Task goal
Reproduce the listing below verbatim, line by line, with no changes.
────────
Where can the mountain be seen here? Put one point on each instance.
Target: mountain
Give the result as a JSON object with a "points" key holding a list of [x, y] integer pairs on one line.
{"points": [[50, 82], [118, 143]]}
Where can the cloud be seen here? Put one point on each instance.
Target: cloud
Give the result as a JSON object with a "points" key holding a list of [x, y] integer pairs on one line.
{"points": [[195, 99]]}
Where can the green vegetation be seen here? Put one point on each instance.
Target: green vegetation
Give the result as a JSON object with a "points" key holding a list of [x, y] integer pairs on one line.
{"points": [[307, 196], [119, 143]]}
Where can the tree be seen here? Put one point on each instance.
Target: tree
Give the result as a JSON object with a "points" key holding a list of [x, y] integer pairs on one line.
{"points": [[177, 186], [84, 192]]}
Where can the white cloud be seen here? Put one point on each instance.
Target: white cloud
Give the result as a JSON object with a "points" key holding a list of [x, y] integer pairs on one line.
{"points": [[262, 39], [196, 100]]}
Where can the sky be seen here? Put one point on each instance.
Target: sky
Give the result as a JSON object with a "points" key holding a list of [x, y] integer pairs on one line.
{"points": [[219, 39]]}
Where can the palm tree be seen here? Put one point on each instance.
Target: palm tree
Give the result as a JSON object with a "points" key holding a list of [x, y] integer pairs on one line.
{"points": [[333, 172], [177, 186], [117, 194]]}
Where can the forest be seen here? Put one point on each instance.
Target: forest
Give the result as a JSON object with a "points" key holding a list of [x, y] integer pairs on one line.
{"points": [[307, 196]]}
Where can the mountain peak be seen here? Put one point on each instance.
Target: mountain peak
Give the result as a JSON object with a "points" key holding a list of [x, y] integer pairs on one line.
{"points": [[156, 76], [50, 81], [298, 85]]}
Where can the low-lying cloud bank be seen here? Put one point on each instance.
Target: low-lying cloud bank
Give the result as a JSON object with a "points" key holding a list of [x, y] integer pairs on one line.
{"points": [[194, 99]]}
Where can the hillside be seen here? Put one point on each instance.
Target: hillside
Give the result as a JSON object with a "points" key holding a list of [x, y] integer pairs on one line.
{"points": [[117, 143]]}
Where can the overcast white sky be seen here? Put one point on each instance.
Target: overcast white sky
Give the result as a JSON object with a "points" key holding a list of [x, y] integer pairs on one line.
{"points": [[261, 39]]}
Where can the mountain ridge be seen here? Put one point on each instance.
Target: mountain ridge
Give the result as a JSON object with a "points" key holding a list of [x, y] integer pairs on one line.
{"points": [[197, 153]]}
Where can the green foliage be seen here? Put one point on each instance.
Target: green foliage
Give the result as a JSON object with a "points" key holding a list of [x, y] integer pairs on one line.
────────
The completed task
Where can the mountain be seen here? Put one point on each instance.
Target: mountain
Give the result as a JSON object with a "points" key holding a list of [x, y] integer pairs on one line.
{"points": [[50, 82], [118, 143]]}
Where can the cloud be seen here? Put one point on each instance.
Target: cloud
Give the result as a JSON object with a "points" key holding a list of [x, y] integer pairs on one line.
{"points": [[195, 99]]}
Where can the green vegetation be seen here? Put one point on each instance.
Target: green vegetation
Give the result as a JSON object with a "points" key holding a list of [x, y] integer pairs on one line.
{"points": [[307, 196], [119, 143]]}
Where can the tree be seen here? Put one point on each instance.
Target: tree
Give the result as a JSON object with a "points" key holding a list of [x, y] integer pairs on one line.
{"points": [[177, 186], [84, 192]]}
Where can the white cloud be seen here? Put one point on each instance.
Target: white cloud
Give the result as a JSON object with a "points" key holding a list of [x, y] integer pairs on one line.
{"points": [[262, 39], [196, 100]]}
Where can the sky be seen here? Put one point on each instance.
Target: sky
Give the result as a JSON object with a "points" key holding a list of [x, y] integer pairs on one line.
{"points": [[219, 39]]}
Where can the palm tree be seen here? Put one point on each instance.
Target: palm tree
Give the result as a JSON object with a "points" key holding a list of [x, y] integer pairs on one line.
{"points": [[333, 172], [177, 186], [117, 194]]}
Where can the forest be seen here? Put one point on each instance.
Target: forest
Give the result as a JSON object with a "points" key holding a list of [x, y] integer pairs on one line.
{"points": [[307, 196]]}
Where can the mountain peak be seen here? Put one point on each instance.
Target: mountain peak
Give the result as a JSON object with a "points" key holding a list of [x, y] integer pairs on one line.
{"points": [[156, 76], [50, 81], [298, 85]]}
Where can the low-lying cloud bank be seen here? Put one point on each instance.
Target: low-lying cloud bank
Give the result as a JSON object with a "points" key holding a list of [x, y] integer pairs on one line.
{"points": [[194, 99]]}
Where can the hillside be seen here? Put one point on each instance.
Target: hillside
Give the result as a JSON object with a "points" key holding a list of [x, y] integer pairs on one line.
{"points": [[117, 143]]}
Where can the overcast white sky be seen here? Put one point on each instance.
Target: overcast white sky
Give the result as a JSON object with a "points" key holding a list of [x, y] integer pairs on one line.
{"points": [[261, 39]]}
Where can the mountain ridge be seen here? Put one point on each instance.
Target: mountain ridge
Give the result as a JSON object with a "points" key holding a list of [x, y] integer pairs on one line.
{"points": [[197, 153]]}
Where can the green foliage be seen here? Put one point on each instance.
Target: green foliage
Give the result as a JSON object with a "points" key holding a list of [x, y] integer pairs on one line.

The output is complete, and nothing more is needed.